§ **Point labeling data based on photos**
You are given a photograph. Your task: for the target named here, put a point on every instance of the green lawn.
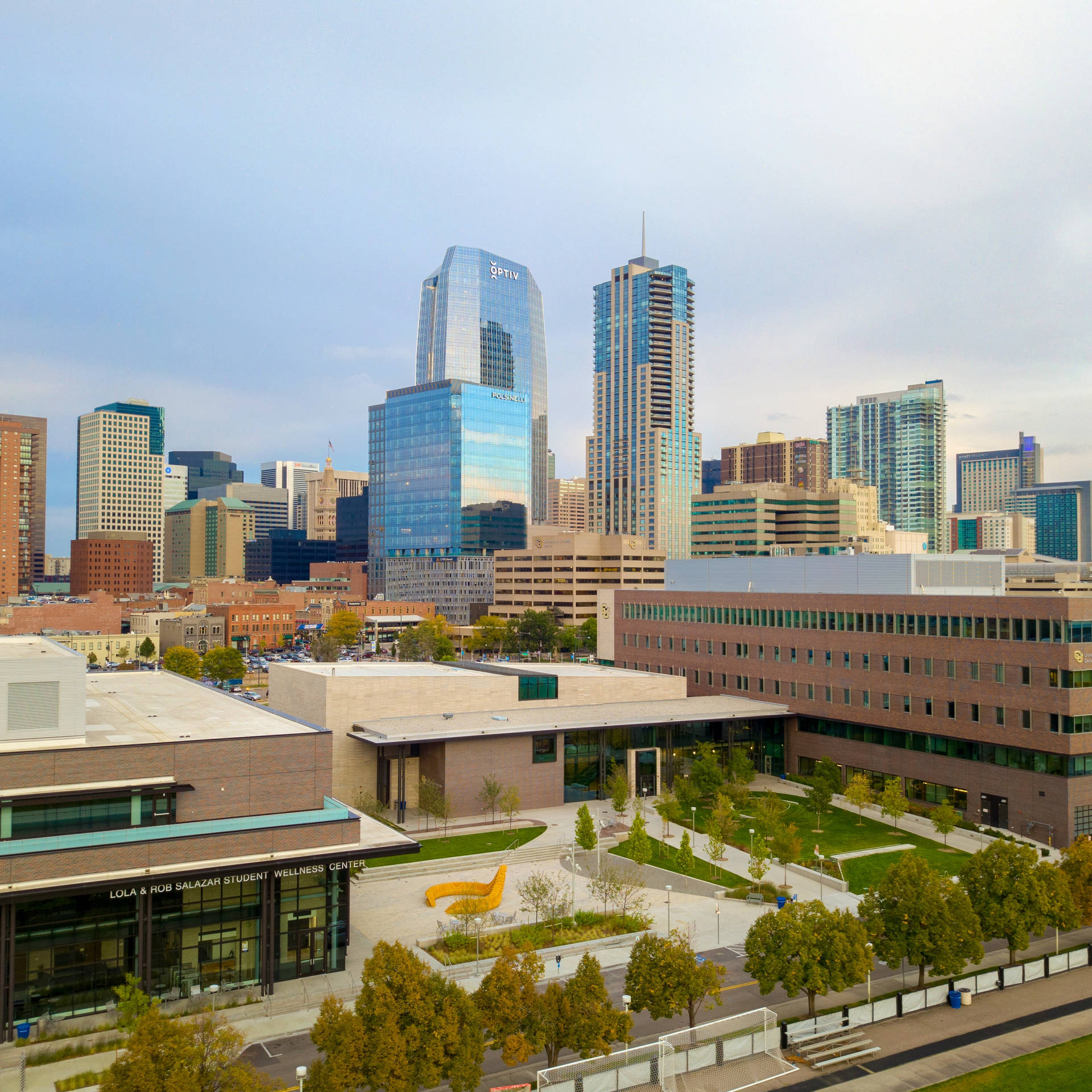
(462, 846)
(1063, 1068)
(701, 868)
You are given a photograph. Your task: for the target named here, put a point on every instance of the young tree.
(1010, 891)
(665, 978)
(1077, 865)
(806, 947)
(787, 846)
(920, 915)
(222, 664)
(344, 627)
(684, 860)
(892, 801)
(183, 661)
(706, 772)
(509, 804)
(819, 796)
(490, 795)
(618, 788)
(944, 818)
(410, 1029)
(859, 792)
(586, 829)
(640, 846)
(508, 1002)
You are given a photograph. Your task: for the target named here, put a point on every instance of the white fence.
(1002, 978)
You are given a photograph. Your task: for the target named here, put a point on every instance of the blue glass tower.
(482, 322)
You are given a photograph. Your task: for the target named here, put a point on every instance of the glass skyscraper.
(896, 441)
(644, 460)
(482, 322)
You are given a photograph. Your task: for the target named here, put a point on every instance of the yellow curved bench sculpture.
(478, 898)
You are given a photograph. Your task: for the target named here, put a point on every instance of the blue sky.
(229, 209)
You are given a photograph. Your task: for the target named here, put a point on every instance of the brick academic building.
(152, 826)
(981, 699)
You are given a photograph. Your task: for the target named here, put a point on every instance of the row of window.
(1054, 630)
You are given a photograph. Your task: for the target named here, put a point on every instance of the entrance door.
(995, 810)
(647, 774)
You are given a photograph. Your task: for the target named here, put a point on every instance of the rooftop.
(560, 719)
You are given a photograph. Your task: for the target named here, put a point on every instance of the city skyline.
(840, 236)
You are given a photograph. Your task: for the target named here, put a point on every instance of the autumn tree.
(859, 792)
(922, 916)
(807, 948)
(410, 1029)
(1077, 865)
(586, 829)
(892, 801)
(945, 818)
(183, 661)
(1011, 891)
(665, 978)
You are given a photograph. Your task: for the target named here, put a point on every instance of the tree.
(325, 649)
(807, 948)
(640, 846)
(1010, 892)
(508, 1002)
(706, 772)
(827, 770)
(489, 634)
(920, 915)
(665, 978)
(344, 627)
(859, 792)
(892, 801)
(819, 796)
(202, 1055)
(618, 788)
(183, 661)
(222, 664)
(945, 819)
(509, 804)
(1077, 865)
(410, 1029)
(787, 846)
(586, 829)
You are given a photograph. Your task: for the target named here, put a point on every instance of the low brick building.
(154, 827)
(115, 561)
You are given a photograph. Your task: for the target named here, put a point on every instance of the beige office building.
(564, 573)
(567, 503)
(208, 537)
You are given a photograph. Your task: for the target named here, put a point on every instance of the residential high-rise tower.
(119, 472)
(644, 460)
(896, 441)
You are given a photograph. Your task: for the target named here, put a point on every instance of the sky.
(229, 209)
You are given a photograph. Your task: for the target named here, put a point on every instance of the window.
(537, 687)
(544, 748)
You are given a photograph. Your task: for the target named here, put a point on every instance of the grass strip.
(464, 846)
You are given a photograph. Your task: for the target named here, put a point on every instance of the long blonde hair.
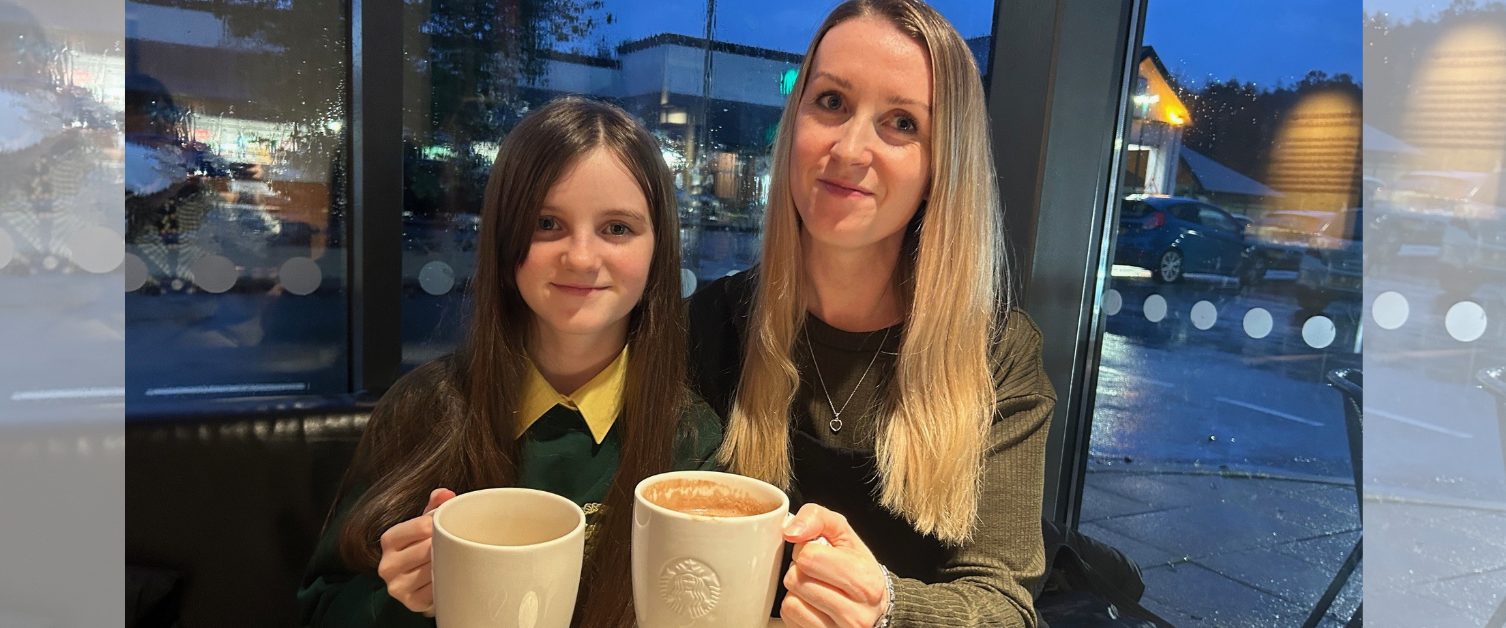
(952, 279)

§ **EXERCISE DETAILS**
Reproduce all of the material above word for word, leaving out the pictures.

§ **REPLY TO THE TASK**
You are given a photograph. Your task: for the target named here, put a point on every instance of the green lawn.
(462, 846)
(1063, 1068)
(701, 868)
You are given a photograph. Your task: for the target named here, put a point on every instance of the young tree.
(1010, 891)
(665, 978)
(1077, 865)
(806, 947)
(787, 846)
(920, 915)
(222, 664)
(344, 627)
(684, 860)
(892, 801)
(183, 661)
(706, 772)
(509, 804)
(819, 796)
(490, 795)
(618, 788)
(944, 818)
(410, 1029)
(859, 792)
(586, 829)
(640, 846)
(508, 1002)
You are given a photograph. Your task: for the target named here, put a point on every instance of the white fence.
(1002, 978)
You are given a photograph. Your task: for the target named here, put a point on every instance of the blue glass tower.
(482, 322)
You are given a photograph. Your task: for the target named here, put a point on every instance of the glass skyscraper.
(896, 441)
(644, 460)
(482, 322)
You are given a photograph. Your task: for the target named here, put a point on every instance of the yellow curved bench sculpture.
(478, 898)
You are given a photograph. Your task: for the target named here, put a point on every instance of the blue sky.
(229, 209)
You are given a photograph. Your task: for the target named here, put a point on every instance of the brick academic building.
(152, 826)
(981, 699)
You are given a photograph. Your task: for the target named here, put a point on every instance of the row of window.
(1054, 630)
You are given a photograph. Your task: for the target named here, put a point on every instance of the entrance door.
(995, 810)
(647, 774)
You are given a photograph. Your task: for the target named here, put a point on every instance of the rooftop.
(560, 719)
You are given a photograph. Your task: for the target named here, put a point on every instance of the city skyline.
(840, 236)
You are given a photograph. Your task: for the target named here, put a point on every instance of the autumn tree.
(859, 792)
(922, 916)
(807, 948)
(410, 1029)
(1077, 865)
(586, 829)
(892, 801)
(945, 818)
(183, 661)
(1011, 891)
(665, 978)
You are given a photograph. Your task: for the target named here, put a point on every instance of the tree.
(325, 649)
(807, 948)
(640, 846)
(1010, 892)
(508, 1002)
(706, 772)
(827, 770)
(489, 634)
(920, 915)
(665, 978)
(344, 627)
(859, 792)
(892, 801)
(819, 796)
(202, 1055)
(618, 788)
(183, 661)
(222, 664)
(945, 819)
(509, 804)
(1077, 865)
(410, 1029)
(787, 846)
(586, 829)
You are given a photograph. Your task: for the target named here, put a point on every instance of the low brick building.
(154, 827)
(115, 561)
You are given a photograph. Your task: for the target named here, put a point on every instance of the beige office building.
(564, 573)
(567, 503)
(208, 537)
You are given a photograph. Your task: for the target named here, put a point on every instance of the residential high-rise tower.
(119, 472)
(644, 460)
(896, 441)
You are given a photograph. Your task: for the target named here, put a point on every instance of the sky.
(229, 209)
You are given a photograph. Your task: for the target named here, put a point on every instance of the window.
(537, 687)
(544, 748)
You are given a photograph. Your task: for the target named here, put a point on every instance of the grass strip.
(464, 846)
You are given a photograph. Your task: for the target named here, put a point on every instance of the long blonde hair.
(952, 279)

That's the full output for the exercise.